*Stated problem*:
Pull out every line below, unchanged, from the one containing "of the large" down to the one containing "pixel 430 56", including both of those lines.

*Data lines*:
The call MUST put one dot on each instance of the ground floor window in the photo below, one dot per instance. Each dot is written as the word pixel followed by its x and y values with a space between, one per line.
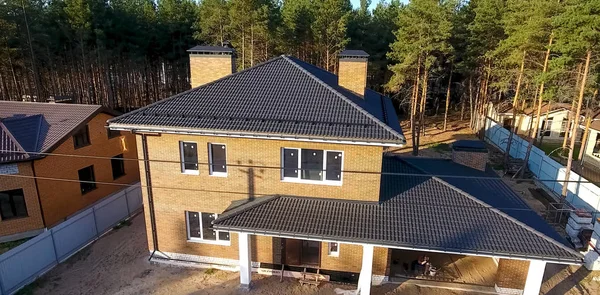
pixel 199 225
pixel 12 204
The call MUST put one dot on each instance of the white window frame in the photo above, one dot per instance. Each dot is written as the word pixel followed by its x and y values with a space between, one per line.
pixel 201 239
pixel 333 253
pixel 210 161
pixel 299 178
pixel 182 159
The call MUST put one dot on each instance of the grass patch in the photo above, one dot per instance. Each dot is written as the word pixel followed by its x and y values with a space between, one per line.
pixel 554 148
pixel 440 147
pixel 4 247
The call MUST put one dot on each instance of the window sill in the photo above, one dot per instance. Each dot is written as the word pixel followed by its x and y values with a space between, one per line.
pixel 191 172
pixel 218 174
pixel 200 241
pixel 319 182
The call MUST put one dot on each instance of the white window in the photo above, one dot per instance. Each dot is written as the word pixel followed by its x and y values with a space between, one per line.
pixel 189 157
pixel 334 249
pixel 217 158
pixel 200 229
pixel 312 166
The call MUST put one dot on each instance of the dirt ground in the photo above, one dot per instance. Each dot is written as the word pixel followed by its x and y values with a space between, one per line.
pixel 118 264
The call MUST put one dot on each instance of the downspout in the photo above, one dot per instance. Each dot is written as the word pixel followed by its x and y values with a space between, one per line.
pixel 37 190
pixel 149 191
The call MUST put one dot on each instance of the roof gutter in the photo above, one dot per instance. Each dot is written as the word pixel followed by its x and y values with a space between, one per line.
pixel 254 135
pixel 456 252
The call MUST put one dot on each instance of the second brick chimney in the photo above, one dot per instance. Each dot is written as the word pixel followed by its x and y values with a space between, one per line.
pixel 352 71
pixel 210 63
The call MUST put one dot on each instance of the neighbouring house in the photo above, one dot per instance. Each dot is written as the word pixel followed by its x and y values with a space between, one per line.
pixel 552 126
pixel 281 169
pixel 591 148
pixel 41 142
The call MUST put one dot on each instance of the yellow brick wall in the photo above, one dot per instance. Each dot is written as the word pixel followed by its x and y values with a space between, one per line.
pixel 34 219
pixel 353 75
pixel 61 199
pixel 218 192
pixel 207 68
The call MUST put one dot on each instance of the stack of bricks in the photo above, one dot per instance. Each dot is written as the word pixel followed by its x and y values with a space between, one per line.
pixel 511 276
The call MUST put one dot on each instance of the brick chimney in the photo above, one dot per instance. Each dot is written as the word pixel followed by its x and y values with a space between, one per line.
pixel 352 71
pixel 471 153
pixel 210 63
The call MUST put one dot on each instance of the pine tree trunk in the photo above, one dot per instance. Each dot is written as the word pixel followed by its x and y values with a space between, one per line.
pixel 576 123
pixel 447 100
pixel 534 134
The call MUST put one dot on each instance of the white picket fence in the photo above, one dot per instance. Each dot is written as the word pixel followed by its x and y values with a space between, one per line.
pixel 25 263
pixel 550 173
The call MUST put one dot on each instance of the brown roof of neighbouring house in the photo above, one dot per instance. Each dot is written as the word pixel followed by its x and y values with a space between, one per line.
pixel 28 128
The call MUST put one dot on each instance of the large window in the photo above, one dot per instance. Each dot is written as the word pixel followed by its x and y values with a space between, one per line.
pixel 12 204
pixel 597 144
pixel 189 157
pixel 217 158
pixel 81 138
pixel 310 165
pixel 118 166
pixel 199 225
pixel 87 180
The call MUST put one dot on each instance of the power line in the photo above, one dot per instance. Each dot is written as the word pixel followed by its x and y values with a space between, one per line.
pixel 233 192
pixel 301 169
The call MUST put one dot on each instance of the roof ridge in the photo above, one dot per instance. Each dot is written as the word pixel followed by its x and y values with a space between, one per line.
pixel 246 207
pixel 193 89
pixel 13 139
pixel 346 99
pixel 506 216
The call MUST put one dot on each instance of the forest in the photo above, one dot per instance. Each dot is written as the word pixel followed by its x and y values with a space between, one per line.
pixel 430 56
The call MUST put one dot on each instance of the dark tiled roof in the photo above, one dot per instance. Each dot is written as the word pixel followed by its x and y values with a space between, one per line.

*Problem solution*:
The call MUST put one dot on each instance of the large window in the photo above, one dot per instance. Each dot is written as the word pixel followed by its x and y values with a space between, one per line.
pixel 12 204
pixel 597 144
pixel 189 157
pixel 217 158
pixel 81 138
pixel 310 165
pixel 118 166
pixel 199 225
pixel 87 180
The call MUST put one dot on each instance of the power line in the photo above, one dot per instance. Each dot is written as the word pixel followed by its x and y values with a space between, one per line.
pixel 233 192
pixel 301 169
The call MUST put one dot on each instance of the roof ridge in the photo above, one dot per instance. Each dot is written as the word pixel followed by its x and y values with a space between, one per line.
pixel 246 207
pixel 193 89
pixel 13 139
pixel 346 99
pixel 506 216
The call MUST put one dot on each instance of the forest in the photo above, one dot per instance. Each dot is written as the word pixel followed by its x and y values with a space between, one per line.
pixel 430 56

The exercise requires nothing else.